## OBJECTIVE
Gather every line in the material below that contains the string "white", and copy each one out in full.

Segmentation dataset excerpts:
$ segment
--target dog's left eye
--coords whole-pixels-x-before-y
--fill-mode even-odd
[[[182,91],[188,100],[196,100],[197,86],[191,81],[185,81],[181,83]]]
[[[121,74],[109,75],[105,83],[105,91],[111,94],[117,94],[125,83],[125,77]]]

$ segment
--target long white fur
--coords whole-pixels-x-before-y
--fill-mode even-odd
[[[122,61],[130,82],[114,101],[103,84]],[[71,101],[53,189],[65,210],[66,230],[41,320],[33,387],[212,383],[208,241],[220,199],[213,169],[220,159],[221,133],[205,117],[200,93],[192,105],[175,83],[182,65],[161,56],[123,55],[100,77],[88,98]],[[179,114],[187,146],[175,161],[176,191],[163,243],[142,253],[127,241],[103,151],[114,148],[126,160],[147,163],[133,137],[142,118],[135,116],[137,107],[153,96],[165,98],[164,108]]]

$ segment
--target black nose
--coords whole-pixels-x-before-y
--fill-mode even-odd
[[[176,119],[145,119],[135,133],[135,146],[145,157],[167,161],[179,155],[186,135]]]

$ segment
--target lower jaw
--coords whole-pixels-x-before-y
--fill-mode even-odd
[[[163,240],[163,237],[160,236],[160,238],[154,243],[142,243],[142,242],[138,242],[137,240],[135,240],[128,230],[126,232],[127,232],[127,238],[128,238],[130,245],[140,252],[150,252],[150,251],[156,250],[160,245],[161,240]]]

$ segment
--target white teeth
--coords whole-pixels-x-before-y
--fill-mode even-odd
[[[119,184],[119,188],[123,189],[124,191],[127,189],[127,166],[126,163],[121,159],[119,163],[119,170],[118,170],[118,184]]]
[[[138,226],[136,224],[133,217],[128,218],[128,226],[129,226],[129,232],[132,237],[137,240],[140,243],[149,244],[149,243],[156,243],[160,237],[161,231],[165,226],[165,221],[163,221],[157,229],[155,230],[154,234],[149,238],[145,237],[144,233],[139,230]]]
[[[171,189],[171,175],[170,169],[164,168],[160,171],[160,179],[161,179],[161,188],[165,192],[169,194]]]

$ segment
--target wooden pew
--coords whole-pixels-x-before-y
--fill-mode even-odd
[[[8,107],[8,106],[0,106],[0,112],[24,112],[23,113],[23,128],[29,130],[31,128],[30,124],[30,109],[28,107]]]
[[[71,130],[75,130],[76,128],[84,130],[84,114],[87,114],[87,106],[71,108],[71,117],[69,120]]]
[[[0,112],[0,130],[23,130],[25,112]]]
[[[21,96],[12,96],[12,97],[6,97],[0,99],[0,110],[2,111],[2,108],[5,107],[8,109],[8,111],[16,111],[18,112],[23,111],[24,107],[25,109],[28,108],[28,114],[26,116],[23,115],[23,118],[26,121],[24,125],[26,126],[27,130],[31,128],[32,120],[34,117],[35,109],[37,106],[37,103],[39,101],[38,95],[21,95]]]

## SOLUTION TO THIS PROBLEM
--target long white fur
--target white teeth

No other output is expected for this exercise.